TASK TO CARRY OUT
Repeat verbatim the lines of the data below, beginning with the line containing "target | truck hood" and continuing to the end.
--- START ---
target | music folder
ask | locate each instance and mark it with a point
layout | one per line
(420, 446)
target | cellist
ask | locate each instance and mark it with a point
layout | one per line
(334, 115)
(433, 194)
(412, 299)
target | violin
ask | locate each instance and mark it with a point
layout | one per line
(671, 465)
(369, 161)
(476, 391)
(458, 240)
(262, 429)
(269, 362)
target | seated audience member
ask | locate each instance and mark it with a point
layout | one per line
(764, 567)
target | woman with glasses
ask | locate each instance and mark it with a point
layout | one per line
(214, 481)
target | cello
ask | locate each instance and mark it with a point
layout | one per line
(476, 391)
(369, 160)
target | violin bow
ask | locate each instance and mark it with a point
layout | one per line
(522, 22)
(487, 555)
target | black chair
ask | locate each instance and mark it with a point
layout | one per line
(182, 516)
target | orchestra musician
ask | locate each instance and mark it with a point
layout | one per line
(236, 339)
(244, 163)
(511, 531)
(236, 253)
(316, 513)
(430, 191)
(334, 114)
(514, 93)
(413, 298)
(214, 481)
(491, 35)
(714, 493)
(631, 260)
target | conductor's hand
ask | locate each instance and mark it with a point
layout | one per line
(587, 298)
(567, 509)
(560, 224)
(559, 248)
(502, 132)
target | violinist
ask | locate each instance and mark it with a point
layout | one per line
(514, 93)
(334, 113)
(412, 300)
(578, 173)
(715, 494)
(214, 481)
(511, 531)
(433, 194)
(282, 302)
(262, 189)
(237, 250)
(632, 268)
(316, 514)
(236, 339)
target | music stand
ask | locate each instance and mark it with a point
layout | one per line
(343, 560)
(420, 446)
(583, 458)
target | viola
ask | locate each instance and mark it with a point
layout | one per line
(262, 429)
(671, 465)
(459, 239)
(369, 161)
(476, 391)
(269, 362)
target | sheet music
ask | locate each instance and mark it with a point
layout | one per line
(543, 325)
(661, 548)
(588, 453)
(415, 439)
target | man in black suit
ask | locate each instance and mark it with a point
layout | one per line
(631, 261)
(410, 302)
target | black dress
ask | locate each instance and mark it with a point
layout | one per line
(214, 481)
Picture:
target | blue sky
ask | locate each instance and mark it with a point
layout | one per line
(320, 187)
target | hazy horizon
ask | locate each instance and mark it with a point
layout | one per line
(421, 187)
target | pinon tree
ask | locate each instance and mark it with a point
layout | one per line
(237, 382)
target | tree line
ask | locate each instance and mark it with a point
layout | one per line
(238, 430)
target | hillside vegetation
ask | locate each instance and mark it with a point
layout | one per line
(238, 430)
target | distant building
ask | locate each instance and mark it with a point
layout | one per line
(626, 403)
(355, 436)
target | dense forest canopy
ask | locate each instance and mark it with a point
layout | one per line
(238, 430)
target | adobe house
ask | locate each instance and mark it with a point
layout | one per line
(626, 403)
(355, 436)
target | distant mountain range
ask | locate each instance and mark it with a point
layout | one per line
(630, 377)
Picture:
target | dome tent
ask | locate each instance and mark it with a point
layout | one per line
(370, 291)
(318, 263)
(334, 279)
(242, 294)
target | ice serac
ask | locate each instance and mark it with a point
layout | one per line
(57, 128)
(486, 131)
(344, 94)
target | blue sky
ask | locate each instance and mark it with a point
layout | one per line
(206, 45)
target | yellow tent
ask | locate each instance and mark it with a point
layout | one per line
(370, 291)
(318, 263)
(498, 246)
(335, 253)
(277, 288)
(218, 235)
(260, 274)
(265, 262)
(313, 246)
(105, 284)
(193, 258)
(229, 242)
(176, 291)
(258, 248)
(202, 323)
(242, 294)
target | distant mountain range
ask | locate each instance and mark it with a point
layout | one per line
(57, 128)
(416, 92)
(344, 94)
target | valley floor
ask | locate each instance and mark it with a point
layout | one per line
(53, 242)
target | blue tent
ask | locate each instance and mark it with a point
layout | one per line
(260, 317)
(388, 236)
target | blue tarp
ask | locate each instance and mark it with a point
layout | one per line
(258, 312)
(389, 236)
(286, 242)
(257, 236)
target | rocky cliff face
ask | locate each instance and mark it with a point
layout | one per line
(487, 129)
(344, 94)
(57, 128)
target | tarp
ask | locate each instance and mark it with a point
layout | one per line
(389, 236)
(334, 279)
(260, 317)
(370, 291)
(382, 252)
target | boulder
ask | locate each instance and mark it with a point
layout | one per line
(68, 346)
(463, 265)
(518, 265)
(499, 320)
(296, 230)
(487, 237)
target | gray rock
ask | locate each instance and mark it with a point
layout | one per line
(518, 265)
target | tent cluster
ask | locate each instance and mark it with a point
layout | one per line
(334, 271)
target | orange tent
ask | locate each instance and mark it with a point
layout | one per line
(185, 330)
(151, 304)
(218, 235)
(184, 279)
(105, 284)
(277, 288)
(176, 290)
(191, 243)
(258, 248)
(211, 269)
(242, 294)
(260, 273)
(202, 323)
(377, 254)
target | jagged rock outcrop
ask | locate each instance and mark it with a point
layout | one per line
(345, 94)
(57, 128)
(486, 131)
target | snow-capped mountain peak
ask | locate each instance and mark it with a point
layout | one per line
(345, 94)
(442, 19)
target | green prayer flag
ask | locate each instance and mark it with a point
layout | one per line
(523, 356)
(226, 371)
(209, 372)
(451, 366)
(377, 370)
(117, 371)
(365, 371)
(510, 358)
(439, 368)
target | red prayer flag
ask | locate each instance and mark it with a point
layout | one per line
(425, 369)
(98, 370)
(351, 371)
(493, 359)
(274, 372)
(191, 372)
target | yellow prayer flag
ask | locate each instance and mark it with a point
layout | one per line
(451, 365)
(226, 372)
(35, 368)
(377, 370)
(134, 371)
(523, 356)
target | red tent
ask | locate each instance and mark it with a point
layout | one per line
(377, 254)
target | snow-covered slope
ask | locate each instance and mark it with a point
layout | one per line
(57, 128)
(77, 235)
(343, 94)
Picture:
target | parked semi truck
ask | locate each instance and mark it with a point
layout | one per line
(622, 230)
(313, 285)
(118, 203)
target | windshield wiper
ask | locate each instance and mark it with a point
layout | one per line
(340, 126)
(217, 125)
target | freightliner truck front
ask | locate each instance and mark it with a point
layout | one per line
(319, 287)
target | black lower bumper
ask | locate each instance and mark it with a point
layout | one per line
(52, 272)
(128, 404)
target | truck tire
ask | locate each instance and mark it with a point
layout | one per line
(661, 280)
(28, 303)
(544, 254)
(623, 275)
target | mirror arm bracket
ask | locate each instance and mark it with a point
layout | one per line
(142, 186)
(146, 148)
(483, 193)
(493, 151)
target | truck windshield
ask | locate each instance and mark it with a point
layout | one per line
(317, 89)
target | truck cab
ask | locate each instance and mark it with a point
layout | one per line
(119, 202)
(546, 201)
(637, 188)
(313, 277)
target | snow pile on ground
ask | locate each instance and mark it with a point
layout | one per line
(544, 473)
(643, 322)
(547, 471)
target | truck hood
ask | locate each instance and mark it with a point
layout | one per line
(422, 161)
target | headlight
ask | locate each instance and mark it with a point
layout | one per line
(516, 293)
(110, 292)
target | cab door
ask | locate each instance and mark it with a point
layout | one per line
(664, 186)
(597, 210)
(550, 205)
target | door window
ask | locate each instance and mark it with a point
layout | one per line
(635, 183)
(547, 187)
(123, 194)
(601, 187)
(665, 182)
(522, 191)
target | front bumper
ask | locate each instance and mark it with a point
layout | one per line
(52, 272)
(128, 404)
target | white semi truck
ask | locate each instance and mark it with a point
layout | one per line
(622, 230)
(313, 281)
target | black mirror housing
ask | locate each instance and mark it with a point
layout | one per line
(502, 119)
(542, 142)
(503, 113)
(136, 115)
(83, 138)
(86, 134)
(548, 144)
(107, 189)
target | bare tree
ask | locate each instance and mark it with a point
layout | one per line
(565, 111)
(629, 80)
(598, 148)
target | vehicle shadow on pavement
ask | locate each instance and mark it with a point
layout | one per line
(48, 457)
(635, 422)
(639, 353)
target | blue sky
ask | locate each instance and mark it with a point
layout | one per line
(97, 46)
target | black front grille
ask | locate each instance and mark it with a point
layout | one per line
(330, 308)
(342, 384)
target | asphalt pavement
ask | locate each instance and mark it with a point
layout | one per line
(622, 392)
--- END ---
RESPONSE
target | truck hood
ask | locate each instance and mark it with a point
layout | one per line
(422, 161)
target | headlight
ask | locate each instance and mark it with a point
layout | one per line
(516, 293)
(110, 292)
target | cab door
ask | locate each instance and mark it with a point
layout | one per line
(664, 186)
(597, 210)
(550, 205)
target | door window
ask | locate each instance and mark it with a point
layout | one per line
(635, 183)
(547, 187)
(123, 194)
(601, 187)
(665, 182)
(522, 191)
target | front bumper
ask | locate each instance and mark it with a point
layout | one per line
(52, 272)
(128, 404)
target | white semi truck
ask | locate each instance and mark it with a point
layout | one per line
(622, 230)
(313, 281)
target | black mirror housing
ask | locate each instance and mark it with a point
layout | one per line
(502, 119)
(542, 142)
(503, 113)
(136, 115)
(83, 138)
(86, 134)
(548, 144)
(107, 189)
target | bare tree
ask | locate each instance and mark it with a point
layout | one per line
(565, 111)
(629, 80)
(598, 148)
target | vehicle shadow on pavement
ask | locate each instance and mark it with a point
layout | one per line
(48, 457)
(635, 422)
(639, 353)
target | blue sky
ask | locate each instance and mark it with a point
layout | one per line
(97, 46)
target | black front grille
ask | locate each instance and mark it with a point
layout | one per line
(330, 308)
(342, 384)
target | asphalt pavement
ask | locate each instance and mark it with a point
layout | one per line
(622, 392)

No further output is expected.